# [INSTRUCTIONS TO FOLLOW]
Pull out every line in the rows below that contains the word "arch", and copy each one in full.

(Saved entries)
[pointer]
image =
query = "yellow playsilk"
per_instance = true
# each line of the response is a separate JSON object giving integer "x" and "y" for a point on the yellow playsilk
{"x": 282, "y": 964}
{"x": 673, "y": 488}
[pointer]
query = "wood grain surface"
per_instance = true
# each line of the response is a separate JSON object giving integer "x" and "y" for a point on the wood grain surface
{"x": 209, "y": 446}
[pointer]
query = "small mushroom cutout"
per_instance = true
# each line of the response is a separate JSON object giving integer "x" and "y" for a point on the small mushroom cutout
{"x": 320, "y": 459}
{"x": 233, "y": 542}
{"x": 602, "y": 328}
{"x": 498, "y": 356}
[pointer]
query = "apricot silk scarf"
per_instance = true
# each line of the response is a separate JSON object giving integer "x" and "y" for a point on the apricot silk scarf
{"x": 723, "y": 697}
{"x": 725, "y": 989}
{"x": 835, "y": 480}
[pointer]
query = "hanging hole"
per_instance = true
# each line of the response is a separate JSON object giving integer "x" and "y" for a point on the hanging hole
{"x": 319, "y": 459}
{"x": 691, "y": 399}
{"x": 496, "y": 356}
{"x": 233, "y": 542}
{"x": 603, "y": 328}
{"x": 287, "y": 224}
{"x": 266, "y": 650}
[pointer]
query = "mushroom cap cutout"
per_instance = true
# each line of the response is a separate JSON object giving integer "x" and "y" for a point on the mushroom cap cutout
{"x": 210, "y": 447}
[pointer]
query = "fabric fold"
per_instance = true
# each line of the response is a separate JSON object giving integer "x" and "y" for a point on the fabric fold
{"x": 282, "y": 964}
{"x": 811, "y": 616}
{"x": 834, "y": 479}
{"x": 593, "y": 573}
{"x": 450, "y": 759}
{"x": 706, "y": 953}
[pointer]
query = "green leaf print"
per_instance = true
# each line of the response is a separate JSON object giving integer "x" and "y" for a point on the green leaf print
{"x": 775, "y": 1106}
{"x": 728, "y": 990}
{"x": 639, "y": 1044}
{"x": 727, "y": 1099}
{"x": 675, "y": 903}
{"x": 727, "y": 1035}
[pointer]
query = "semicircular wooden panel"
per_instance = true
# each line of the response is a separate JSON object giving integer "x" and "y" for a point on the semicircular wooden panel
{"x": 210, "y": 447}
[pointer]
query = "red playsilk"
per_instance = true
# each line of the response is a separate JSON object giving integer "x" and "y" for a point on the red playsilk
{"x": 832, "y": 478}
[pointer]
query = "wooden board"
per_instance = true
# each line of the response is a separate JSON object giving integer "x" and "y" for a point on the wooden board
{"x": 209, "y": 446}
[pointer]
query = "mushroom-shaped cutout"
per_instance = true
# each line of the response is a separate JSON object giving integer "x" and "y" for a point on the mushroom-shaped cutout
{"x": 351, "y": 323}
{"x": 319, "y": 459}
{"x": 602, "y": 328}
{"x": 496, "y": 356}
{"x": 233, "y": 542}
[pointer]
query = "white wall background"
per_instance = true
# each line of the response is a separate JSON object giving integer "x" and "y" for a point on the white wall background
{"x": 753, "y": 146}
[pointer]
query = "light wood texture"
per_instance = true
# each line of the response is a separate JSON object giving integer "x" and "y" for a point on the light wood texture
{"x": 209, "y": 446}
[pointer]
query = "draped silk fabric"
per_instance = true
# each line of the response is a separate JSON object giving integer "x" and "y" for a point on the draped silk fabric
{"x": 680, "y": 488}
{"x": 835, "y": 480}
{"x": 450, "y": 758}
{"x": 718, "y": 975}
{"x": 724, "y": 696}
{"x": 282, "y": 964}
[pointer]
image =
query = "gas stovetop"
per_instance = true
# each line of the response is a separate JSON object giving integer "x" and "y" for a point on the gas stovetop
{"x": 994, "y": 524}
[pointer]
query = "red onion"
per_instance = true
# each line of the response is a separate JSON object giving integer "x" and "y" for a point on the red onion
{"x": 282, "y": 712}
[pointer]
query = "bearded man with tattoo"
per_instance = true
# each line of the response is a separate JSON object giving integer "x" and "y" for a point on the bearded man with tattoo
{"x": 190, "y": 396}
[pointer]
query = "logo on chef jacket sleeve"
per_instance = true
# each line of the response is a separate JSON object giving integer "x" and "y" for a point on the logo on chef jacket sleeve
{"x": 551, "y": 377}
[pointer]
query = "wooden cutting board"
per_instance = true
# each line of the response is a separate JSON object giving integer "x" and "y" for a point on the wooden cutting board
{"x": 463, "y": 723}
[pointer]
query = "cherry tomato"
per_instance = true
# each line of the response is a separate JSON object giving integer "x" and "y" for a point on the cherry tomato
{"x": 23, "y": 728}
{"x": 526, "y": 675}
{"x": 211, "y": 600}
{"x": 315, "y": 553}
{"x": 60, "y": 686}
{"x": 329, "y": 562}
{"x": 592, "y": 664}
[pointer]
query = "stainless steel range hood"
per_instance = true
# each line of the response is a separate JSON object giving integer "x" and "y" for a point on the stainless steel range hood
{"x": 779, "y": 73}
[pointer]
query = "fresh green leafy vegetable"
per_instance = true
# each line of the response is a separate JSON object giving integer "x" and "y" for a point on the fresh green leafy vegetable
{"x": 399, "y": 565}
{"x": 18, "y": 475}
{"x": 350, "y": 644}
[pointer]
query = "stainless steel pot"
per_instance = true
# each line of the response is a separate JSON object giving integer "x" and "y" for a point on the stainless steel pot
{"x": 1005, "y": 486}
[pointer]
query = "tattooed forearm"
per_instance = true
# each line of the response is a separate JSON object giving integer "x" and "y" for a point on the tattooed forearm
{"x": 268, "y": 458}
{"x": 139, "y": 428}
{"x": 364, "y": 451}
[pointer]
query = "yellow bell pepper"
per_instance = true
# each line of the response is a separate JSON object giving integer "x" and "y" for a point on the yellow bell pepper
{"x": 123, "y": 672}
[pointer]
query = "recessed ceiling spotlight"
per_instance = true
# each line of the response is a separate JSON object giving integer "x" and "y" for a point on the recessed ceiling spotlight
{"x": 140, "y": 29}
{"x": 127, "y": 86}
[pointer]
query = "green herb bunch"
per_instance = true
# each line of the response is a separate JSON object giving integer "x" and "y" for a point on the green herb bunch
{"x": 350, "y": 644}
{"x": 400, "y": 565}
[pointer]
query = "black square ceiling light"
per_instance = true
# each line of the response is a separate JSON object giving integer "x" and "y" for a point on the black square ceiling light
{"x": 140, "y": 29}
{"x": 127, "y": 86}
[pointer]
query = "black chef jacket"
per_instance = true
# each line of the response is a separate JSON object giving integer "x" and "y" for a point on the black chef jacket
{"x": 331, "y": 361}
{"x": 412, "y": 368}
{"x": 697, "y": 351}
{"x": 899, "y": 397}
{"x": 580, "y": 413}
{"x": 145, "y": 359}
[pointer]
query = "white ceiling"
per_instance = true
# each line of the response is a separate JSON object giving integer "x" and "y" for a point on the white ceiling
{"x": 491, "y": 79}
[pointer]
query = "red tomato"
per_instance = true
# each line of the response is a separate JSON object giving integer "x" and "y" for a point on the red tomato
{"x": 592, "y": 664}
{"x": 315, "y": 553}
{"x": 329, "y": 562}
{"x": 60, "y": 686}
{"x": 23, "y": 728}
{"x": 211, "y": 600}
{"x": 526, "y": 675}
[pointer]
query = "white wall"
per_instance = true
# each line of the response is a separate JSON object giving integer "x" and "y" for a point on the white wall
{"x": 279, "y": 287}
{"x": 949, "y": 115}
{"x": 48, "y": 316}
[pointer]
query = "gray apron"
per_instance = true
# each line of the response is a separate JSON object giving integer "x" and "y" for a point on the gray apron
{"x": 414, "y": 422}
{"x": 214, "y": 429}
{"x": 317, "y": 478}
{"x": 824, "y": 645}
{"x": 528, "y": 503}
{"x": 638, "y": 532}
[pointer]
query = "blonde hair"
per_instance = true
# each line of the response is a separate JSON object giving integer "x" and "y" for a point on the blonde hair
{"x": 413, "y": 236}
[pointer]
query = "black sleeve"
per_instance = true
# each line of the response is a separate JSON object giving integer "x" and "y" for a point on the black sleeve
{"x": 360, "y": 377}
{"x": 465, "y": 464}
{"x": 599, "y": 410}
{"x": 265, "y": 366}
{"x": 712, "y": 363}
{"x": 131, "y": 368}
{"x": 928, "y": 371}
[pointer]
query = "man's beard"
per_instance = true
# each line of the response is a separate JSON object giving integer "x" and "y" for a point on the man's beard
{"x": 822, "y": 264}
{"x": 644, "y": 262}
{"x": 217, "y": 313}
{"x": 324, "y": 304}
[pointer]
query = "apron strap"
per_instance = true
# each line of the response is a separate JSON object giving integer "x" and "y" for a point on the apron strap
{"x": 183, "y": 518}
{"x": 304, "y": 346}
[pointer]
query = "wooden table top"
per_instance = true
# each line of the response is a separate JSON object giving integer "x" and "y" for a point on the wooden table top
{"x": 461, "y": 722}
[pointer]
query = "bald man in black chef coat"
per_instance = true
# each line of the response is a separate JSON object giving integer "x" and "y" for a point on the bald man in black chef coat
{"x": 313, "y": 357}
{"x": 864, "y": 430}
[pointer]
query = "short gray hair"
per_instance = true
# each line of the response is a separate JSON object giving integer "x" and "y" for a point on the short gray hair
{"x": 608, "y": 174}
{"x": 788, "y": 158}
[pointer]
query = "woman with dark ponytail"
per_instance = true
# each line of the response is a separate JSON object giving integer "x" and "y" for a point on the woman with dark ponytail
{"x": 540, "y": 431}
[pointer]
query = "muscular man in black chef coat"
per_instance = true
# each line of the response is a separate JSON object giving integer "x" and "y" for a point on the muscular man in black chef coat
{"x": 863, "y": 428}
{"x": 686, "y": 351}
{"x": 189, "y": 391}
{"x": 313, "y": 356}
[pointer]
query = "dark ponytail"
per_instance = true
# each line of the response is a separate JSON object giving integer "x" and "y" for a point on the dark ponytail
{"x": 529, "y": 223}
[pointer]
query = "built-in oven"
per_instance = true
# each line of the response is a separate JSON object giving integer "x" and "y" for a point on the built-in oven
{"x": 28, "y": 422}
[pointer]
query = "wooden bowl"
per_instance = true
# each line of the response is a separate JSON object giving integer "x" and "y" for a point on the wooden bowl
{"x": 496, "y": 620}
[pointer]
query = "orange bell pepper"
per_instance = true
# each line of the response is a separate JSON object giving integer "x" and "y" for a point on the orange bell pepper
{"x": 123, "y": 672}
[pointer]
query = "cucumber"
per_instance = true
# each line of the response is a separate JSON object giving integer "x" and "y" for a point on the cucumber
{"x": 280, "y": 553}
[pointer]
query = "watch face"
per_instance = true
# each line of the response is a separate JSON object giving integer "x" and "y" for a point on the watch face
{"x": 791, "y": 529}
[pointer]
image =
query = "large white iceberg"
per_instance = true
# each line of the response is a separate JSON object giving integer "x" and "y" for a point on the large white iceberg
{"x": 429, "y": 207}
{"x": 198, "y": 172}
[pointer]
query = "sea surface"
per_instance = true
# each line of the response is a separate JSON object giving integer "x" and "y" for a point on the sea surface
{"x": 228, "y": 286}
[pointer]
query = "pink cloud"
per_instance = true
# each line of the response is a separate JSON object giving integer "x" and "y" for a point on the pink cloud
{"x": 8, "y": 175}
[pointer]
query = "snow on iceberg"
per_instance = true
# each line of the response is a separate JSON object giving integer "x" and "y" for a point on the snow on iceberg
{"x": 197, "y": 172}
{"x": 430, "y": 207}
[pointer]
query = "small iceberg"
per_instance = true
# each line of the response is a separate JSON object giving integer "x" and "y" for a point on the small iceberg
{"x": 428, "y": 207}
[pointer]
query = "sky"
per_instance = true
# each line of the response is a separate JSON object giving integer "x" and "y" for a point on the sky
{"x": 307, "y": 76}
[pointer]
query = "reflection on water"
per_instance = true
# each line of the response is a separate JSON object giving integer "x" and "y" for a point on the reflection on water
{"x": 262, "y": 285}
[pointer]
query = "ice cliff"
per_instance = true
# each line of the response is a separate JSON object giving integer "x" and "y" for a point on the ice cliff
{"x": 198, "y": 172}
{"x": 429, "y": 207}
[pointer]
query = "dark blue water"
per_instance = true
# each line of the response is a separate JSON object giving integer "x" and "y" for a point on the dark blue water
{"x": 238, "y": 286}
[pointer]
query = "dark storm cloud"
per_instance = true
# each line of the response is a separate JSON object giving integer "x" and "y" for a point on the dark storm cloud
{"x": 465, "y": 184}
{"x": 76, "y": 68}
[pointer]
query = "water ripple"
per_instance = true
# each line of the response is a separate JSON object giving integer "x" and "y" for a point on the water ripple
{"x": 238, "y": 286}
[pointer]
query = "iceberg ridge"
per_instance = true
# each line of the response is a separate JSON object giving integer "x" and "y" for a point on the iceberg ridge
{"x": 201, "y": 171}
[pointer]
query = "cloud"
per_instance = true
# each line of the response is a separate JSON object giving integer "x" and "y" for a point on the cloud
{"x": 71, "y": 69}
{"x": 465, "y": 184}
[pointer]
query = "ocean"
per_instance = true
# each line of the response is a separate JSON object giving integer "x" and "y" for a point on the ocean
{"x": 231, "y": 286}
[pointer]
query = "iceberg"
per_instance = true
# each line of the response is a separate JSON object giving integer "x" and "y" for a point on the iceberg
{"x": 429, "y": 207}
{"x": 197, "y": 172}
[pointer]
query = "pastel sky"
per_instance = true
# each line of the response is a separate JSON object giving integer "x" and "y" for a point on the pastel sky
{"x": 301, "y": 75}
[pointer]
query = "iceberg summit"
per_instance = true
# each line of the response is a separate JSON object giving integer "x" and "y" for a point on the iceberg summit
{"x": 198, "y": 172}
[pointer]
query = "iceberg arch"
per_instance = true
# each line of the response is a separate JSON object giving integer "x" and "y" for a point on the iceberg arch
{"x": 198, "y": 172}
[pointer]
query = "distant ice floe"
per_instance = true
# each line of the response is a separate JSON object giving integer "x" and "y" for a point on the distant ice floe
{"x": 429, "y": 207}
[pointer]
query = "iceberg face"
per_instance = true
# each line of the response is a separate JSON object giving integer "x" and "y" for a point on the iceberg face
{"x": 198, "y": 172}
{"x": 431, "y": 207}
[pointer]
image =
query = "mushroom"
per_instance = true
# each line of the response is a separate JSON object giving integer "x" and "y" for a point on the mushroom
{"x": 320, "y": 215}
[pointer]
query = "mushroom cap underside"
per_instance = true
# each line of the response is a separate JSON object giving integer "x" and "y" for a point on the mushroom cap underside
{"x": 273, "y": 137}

# [TASK OUTPUT]
query = "iceberg arch"
# each line of the response is a separate JSON object giving integer "x" and "y" for a point on the iceberg arch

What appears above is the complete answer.